(Collection entries)
Content starts

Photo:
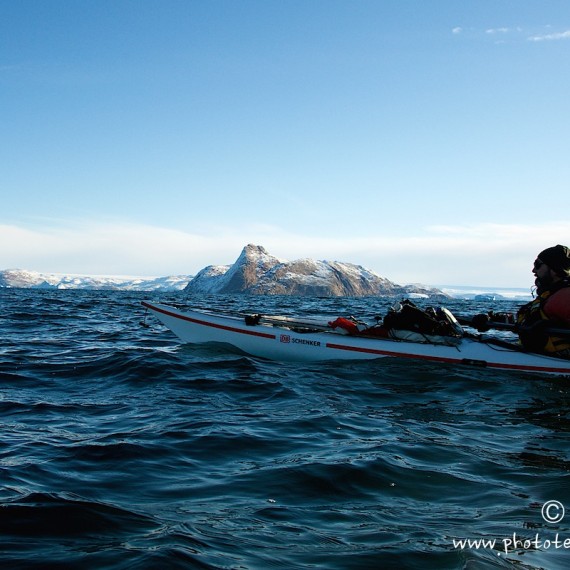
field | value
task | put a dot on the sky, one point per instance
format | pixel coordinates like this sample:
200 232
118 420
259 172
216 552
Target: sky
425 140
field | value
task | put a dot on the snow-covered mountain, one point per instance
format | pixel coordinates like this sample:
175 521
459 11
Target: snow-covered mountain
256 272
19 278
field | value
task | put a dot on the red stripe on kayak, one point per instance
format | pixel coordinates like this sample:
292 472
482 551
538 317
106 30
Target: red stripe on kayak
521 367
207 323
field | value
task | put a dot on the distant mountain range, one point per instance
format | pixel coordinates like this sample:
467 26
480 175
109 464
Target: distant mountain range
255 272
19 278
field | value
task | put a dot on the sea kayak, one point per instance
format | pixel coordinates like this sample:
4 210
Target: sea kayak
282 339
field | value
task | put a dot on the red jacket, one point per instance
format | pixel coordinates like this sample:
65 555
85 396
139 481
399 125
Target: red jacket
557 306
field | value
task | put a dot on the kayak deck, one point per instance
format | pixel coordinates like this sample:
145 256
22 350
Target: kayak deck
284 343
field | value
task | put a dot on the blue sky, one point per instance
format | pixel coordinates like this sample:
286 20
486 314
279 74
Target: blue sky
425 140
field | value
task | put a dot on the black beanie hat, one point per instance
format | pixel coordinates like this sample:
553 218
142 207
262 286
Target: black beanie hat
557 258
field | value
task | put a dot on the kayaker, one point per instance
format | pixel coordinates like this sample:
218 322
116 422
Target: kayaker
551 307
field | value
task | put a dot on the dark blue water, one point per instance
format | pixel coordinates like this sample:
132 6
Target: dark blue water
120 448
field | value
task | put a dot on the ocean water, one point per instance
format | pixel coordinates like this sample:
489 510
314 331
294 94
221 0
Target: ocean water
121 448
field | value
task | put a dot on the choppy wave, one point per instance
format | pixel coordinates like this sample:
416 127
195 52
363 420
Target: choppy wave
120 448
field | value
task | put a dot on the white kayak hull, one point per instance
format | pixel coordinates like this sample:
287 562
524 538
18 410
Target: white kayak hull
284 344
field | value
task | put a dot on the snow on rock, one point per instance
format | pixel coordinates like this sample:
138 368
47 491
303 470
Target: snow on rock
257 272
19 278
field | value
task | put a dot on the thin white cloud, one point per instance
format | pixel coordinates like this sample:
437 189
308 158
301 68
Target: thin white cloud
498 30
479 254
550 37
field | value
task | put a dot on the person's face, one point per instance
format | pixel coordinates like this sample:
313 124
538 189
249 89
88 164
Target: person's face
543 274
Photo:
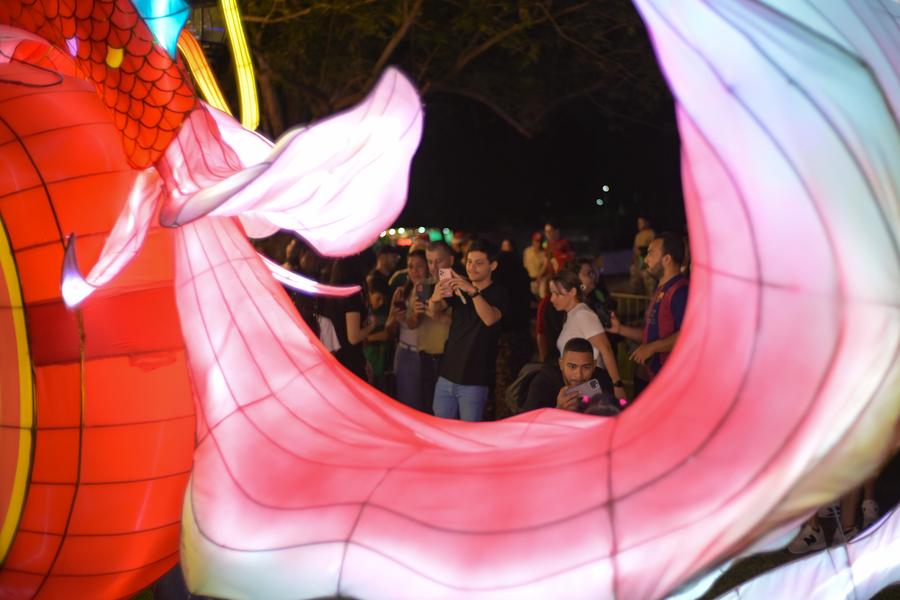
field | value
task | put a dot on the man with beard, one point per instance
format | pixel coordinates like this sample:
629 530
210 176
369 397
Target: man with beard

Content ends
Content starts

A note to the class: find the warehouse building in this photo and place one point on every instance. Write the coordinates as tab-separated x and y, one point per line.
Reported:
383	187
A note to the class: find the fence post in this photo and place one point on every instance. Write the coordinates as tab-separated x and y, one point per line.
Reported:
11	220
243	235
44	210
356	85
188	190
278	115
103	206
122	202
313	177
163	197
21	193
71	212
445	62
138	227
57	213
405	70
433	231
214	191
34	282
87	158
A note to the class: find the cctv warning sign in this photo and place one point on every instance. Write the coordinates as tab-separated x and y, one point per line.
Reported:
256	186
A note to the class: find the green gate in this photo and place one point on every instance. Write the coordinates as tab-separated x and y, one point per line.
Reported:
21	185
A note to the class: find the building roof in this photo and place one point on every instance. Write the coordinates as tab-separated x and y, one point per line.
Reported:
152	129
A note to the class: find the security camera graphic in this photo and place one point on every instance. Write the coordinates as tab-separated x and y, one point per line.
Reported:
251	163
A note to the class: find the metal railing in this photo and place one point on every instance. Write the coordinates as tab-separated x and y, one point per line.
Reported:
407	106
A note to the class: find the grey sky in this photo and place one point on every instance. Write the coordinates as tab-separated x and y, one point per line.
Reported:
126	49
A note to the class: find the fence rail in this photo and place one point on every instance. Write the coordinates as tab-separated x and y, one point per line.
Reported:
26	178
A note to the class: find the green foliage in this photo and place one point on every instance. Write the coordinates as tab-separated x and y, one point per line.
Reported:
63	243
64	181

Content ends
Content starts

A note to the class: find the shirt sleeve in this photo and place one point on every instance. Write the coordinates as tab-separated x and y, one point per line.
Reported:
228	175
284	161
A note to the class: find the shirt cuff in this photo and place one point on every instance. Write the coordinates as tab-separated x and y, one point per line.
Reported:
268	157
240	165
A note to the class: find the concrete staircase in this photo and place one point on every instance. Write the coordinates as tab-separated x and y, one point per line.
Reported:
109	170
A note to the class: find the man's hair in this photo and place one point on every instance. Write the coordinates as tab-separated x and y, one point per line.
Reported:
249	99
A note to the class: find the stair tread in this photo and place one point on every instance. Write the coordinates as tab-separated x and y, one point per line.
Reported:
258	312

Content ends

**EXERCISE INSTRUCTIONS:** Copy all lines of the preceding data that hold the word "fence".

**WRITTEN REPLY:**
A note to the class: find the fence post in this photo and place one point on every instance. Write the coordinates as tab-separated x and y, one point per line.
A note to the class: find the fence rail in this photo and place one point on every instance. Write the coordinates as tab-separated x and y, one point per line.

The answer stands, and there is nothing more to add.